** Data for this task **
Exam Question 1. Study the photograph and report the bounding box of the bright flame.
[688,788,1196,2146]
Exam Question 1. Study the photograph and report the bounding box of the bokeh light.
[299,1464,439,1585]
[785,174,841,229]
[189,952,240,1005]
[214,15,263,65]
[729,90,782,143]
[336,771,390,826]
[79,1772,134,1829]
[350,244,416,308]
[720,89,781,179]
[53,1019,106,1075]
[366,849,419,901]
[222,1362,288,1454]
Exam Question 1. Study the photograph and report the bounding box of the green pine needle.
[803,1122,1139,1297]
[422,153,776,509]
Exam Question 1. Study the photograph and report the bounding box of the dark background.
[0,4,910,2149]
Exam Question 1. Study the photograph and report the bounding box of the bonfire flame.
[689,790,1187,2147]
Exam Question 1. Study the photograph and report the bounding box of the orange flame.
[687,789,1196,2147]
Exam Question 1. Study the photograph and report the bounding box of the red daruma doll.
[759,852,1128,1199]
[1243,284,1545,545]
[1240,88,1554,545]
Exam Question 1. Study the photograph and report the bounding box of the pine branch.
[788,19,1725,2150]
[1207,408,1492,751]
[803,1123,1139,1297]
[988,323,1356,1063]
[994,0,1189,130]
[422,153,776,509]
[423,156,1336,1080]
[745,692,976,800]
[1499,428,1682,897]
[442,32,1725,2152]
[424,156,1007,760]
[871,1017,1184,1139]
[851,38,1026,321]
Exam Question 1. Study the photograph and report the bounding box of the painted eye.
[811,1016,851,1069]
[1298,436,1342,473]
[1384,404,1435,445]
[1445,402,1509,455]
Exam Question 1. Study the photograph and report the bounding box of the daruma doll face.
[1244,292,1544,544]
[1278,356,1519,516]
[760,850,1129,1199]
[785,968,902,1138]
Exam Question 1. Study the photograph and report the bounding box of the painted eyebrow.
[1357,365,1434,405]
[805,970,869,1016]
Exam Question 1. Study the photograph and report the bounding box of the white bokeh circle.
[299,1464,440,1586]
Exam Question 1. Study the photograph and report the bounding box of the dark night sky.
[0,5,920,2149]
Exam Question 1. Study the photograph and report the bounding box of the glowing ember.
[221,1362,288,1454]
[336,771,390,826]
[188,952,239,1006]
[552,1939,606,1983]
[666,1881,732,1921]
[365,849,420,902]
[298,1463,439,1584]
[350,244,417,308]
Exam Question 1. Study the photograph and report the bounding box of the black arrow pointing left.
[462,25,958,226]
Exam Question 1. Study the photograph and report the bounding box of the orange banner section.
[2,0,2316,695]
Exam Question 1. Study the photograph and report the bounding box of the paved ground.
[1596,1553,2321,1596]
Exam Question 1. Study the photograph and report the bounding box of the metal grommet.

** Task directions **
Output the listing exactly.

** Output **
Exam Question 1. Study the photograph and report the bounding box of the bright flame.
[688,788,1196,2146]
Exam Question 1. Study the photograph and report the bounding box of the bokeh light.
[299,1464,439,1585]
[785,174,841,229]
[189,952,240,1005]
[214,15,263,65]
[729,90,782,143]
[336,771,390,826]
[79,1772,134,1829]
[350,244,416,308]
[720,89,781,179]
[53,1019,106,1075]
[366,849,419,901]
[222,1362,288,1454]
Exam Question 1. Study the photograph and report the bounding box of the green pine needle.
[803,1122,1139,1297]
[422,153,776,509]
Exam Question 1. Study the photograph and report the bounding box of the dark background.
[0,4,910,2149]
Exam Question 1. Study the photograph and report the bounding box of the bonfire flame.
[689,790,1187,2147]
Exam Question 1. Study the photograph and report the bounding box of the orange flame.
[687,789,1196,2147]
Exam Question 1. Study the photograph and report the bounding box of the red daruma doll.
[759,852,1128,1199]
[1243,284,1545,545]
[1240,88,1554,545]
Exam Question 1. Study the photograph and report the bounding box of the pine branch.
[788,19,1725,2150]
[1207,408,1492,751]
[803,1123,1139,1297]
[988,323,1356,1063]
[994,0,1189,130]
[422,153,776,509]
[423,156,1336,1080]
[745,692,976,800]
[1499,428,1682,897]
[442,32,1725,2152]
[424,156,1007,760]
[871,1017,1184,1139]
[851,38,1026,321]
Exam Question 1. Study the photograph and report the bounding box of the painted eye.
[811,1016,851,1069]
[1298,436,1342,473]
[1384,404,1435,445]
[1445,402,1509,455]
Exam Question 1. Study the photograph and report the bounding box of the daruma doll face.
[1244,292,1544,544]
[1278,356,1519,516]
[760,850,1129,1199]
[785,968,902,1138]
Exam Question 1. Study the photograph and report the bounding box of the painted eyebrow.
[1357,365,1434,405]
[805,970,869,1016]
Exam Question 1. Study the photograph and report the bounding box of the white bokeh circle.
[299,1464,440,1586]
Exam Question 1. Study the photograph and report the bounding box of the dark night sky.
[0,5,920,2149]
Exam Question 1. Study the photograph and report the bounding box of the glowing ember.
[221,1362,288,1454]
[336,771,390,826]
[188,952,239,1006]
[552,1939,606,1983]
[666,1881,732,1921]
[365,849,420,902]
[298,1463,439,1584]
[350,244,417,308]
Exam Question 1. Study the photograph and report the bounding box of the black arrow pointing left.
[462,25,958,226]
Exam Question 1. Study the photograph and report the bounding box of the orange banner section.
[2,0,2316,695]
Exam Question 1. Study the photograph and report the bounding box of the paved ground.
[1596,1553,2321,1596]
Exam Question 1. Study the photograph and report the bounding box of the metal grommet.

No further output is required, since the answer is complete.